■ Dataset records ■
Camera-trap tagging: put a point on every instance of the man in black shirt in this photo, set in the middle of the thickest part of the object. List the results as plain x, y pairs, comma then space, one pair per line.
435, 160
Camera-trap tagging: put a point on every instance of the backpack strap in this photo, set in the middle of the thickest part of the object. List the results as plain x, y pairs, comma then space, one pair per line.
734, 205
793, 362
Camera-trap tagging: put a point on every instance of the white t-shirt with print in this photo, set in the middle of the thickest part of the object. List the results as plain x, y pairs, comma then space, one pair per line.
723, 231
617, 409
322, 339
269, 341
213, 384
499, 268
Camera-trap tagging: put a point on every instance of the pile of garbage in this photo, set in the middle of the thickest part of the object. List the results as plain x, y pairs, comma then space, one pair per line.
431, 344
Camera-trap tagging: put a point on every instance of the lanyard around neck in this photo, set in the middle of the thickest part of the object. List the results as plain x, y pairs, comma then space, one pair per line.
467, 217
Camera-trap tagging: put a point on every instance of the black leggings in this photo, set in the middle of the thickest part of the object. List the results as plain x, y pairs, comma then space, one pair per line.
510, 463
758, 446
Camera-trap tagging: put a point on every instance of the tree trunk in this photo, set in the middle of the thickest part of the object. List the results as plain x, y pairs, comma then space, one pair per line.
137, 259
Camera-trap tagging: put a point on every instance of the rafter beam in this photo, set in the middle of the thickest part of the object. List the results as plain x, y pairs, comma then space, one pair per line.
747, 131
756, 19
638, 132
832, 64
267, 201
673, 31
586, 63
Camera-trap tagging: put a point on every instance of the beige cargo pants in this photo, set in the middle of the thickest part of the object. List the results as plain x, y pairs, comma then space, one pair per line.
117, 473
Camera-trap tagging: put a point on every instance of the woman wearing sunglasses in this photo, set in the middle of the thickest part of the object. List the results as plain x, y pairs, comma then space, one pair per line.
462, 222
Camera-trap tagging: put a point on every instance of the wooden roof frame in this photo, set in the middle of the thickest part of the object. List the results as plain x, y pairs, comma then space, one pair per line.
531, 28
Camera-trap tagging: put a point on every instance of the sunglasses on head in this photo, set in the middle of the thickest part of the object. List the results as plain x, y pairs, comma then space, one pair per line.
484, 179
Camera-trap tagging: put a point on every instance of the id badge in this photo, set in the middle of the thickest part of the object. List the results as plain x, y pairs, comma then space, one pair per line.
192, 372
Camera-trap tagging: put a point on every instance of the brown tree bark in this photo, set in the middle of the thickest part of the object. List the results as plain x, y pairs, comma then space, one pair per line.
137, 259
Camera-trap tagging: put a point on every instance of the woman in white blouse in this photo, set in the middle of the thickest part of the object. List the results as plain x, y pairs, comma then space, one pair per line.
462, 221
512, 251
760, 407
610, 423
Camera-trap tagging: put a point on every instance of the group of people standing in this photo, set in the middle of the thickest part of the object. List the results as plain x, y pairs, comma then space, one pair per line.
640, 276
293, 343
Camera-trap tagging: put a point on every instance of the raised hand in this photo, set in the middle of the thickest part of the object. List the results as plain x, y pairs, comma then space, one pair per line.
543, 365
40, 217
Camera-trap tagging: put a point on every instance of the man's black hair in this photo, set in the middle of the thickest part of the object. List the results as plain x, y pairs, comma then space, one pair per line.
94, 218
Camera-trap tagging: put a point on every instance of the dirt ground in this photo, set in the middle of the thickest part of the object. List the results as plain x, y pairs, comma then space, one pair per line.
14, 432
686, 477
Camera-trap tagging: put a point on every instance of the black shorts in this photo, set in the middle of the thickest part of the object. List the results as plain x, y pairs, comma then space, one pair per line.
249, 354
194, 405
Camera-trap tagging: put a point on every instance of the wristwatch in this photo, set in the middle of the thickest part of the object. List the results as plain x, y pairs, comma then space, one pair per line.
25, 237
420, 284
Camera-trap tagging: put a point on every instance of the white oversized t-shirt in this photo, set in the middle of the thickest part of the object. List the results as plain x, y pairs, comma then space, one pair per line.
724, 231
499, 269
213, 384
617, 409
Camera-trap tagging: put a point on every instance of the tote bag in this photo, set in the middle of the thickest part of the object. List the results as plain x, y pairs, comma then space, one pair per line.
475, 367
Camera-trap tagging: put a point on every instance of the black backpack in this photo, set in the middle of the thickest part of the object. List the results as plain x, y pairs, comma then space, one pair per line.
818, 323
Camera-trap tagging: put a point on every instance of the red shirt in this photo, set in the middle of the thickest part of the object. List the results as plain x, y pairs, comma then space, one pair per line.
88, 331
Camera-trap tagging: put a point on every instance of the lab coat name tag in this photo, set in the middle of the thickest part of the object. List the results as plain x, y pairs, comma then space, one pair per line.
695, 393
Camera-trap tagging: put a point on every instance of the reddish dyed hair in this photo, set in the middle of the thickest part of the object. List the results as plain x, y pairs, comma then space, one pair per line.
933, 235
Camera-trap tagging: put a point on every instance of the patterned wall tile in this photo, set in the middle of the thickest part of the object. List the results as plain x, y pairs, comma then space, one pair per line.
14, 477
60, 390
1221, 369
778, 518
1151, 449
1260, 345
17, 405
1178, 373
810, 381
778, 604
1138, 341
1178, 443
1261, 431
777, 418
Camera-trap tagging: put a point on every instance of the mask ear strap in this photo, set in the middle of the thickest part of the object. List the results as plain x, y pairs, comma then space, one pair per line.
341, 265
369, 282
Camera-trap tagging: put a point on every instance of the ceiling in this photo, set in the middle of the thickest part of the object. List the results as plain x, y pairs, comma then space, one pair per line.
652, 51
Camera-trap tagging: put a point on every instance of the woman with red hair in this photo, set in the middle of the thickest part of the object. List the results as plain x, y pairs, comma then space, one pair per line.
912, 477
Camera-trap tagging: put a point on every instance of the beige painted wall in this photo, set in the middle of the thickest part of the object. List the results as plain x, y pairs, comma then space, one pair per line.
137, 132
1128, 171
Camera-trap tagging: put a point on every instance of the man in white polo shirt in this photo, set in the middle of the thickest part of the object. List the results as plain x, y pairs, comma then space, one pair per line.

■ Exercise goal ■
Reproduce the data, keeping every line exactly the same.

■ Problem solution ■
Camera-trap tagging: put a point on every instance of the man in black shirt in this photo, set in the middle of the thickest part of the object. List the results as plain x, y pairs, comma then space, one pair per line.
435, 160
Camera-trap tagging: put a point on every instance of the backpack strap in this photo, set in the middle of the thickest part of the object. List the results as plain x, y pairs, comma then space, one pair per line.
734, 205
793, 362
Camera-trap tagging: put a point on every instance of the white t-shirt with print in this photo, set in the middle of the thickest part of the object. List the results as plain x, y pairs, comma then space, one pair per line.
723, 231
617, 409
322, 339
269, 341
213, 384
499, 268
Camera-trap tagging: put a point on every instance of the pile of garbage in this photo, set in the middle of the thickest part of the object. List the results as plain x, y pairs, comma then space, one pair per line.
431, 344
Camera-trap tagging: put a point on every instance of the lanyard around neck in this photo, set in the middle of the thickest part of the object. List the results as plain x, y pairs, comma then space, one pair per line.
467, 217
Camera-trap tagging: put a point on every instance of the black leggings in this photo, set in the middle of the thickest part of the object. List the results as plain x, y pairs, comma then space, one pair per line.
510, 463
758, 446
Camera-trap tagging: put a point on every instance of the tree trunk in this photo, set in the middle of the thickest part of the object. List the results as plain x, y pairs, comma then space, one pair per line.
137, 259
Camera-trap tagging: put a point on every instance of the rafter beam in this photo, set in the middle of the thickest part of the object. List the results as plain x, y pairs, comma then space, one pair per line.
747, 131
756, 19
638, 132
832, 64
267, 201
673, 31
586, 63
Camera-trap tagging: put a point on every instance of the beige cargo pants in this photo, set in the middle of the thickest part of the object. List the results as plain x, y pairs, comma then space, one pair per line.
117, 473
Camera-trap tagging: put a point on every instance of the woman wearing sunglasses in this photo, set in the middle of the thickest part of the object. List the results as plain x, y pairs, comma then space, one pair per line.
462, 222
Camera-trap tagging: put a point on every instance of the wooden roof frame in this photo, set in the middle of the thickest part of the object. List the results as plain x, y pairs, comma then space, one pair per line.
531, 28
Camera-trap tagging: put a point on every instance of the sunglasses on head in this photo, set in the middle of the thickest part of the object. List the results as plain x, y pairs, comma then space, one pair per line.
484, 179
Camera-trap tagging: put a point on every instance of the id badge in this photo, set in the middle of the thickest part of the object. List the results as plain x, y pairs, comma then space, one pair per line.
192, 372
Camera-trap tagging: put a point on every instance of the brown tree bark in this photo, set in the middle of the thickest part of the object. List the results as plain x, y pairs, comma then space, one pair per line.
137, 259
Camera-trap tagging: put a point on every instance of the woman in white blouse in this photo, set in the middle of the thickest part of the object. List the results as plain x, y pairs, comma then space, one pair per line.
462, 221
512, 251
760, 407
610, 423
Camera-trap tagging: put a point on every instance of the group of people standing in this photo, set in the middle of the thickest part of the object. List the results as plain x, y pairs, comma then space, one pair per line.
640, 276
293, 343
Camera-trap tagging: put a point on every instance of the raised hand in this photo, set in the middle of the thickest part of the object. List the results as plain x, y pairs, comma then space, one pair per line.
543, 365
40, 217
Camera-trap tagging: put a point on every instance of the man's black hair in this photo, set in the middle of the thickest part of the object. List the results as plain x, y pairs, comma then space, one pair per line.
94, 218
Camera-trap tagging: put a point on every instance of the dirt ground in this photo, set in the middle of the thickest part of the object. List the results as plain x, y pairs, comma then space, one pair per line.
14, 432
686, 477
Camera-trap tagging: put a point on every instance of the black shorts in this photo, set in the middle of the thickest part of the object. List the results as plain x, y pairs, comma then space, one pair per line.
249, 354
194, 405
Camera-trap tagging: put a point on every instance of the wristwatch in this photo, set in the middle of the thickest part of the object. List the results as plain x, y pairs, comma then space, one pair per line.
25, 237
420, 284
Camera-trap tagging: put a point on every instance of the white oversized t-shirt in this photo, set in the middle of the thickest part of the object. List the results as plain x, y pairs, comma then space, one pair per line.
724, 231
499, 269
213, 384
617, 409
Camera-trap tagging: put a point on every instance of the tote bag in this photo, set in the middle of the thickest part of the object. List the results as plain x, y pairs, comma then space, one pair per line.
475, 367
Camera-trap tagging: put a point on every instance of the black backpack in this photo, set in the middle of the thickest part of the object. List the results as plain x, y pairs, comma then space, one pair per line.
818, 323
Camera-trap tagging: put a point on every instance of the red shirt in this photo, set in the middle of the thickest part of the object. List the results as plain x, y pairs, comma then space, one pair per line.
88, 331
Camera-trap tagging: put a point on every instance of the lab coat name tag in this photo, set in the middle of the thickest part of the object. List the results as plain x, y pairs, comma then space, one pair per line.
695, 393
Camera-trap tagging: put a point on every instance of the reddish dyed hair in this photo, set in the middle of the thickest part of the object. List the results as plain x, y pairs, comma then space, one pair per line.
933, 235
Camera-trap tagging: put a point on every instance of the patterned wall tile in this photo, set in the middle of the thickest part of the object. List the results as plain x, y pairs, comma then space, one pair per line.
14, 477
60, 390
1221, 369
778, 518
1151, 449
1260, 345
17, 405
1178, 373
810, 381
778, 604
1138, 341
1178, 443
1261, 431
777, 418
Camera-trap tagging: put a point on every instance of the mask ear strap in this photo, set in the middle of the thickest part of the object. List the results as plain x, y pairs, comma then space, one pair per line.
341, 265
369, 282
Camera-trap tagging: put a point on every instance of the ceiling in this photo, set in the middle of the thickest part of the object. List the results as plain x, y pairs, comma then space, one pair per line.
652, 51
Camera-trap tagging: put a point on every instance of the woman with red hair in this photo, set in the middle of the thickest part of the object. List the results as plain x, y pairs, comma then space, one pair per line.
912, 477
Camera-trap tagging: put a point on every instance of the beige painted wall in this photo, set in the middle of the thickest part of the object. List the results as plain x, y pairs, comma then space, one pair per line.
137, 132
1128, 171
Camera-trap tagging: put a point on every instance of the man in white polo shirt in this photo, set in the middle of the thickest part of the object. List the results as plain x, y pairs, comma then space, one pair per line.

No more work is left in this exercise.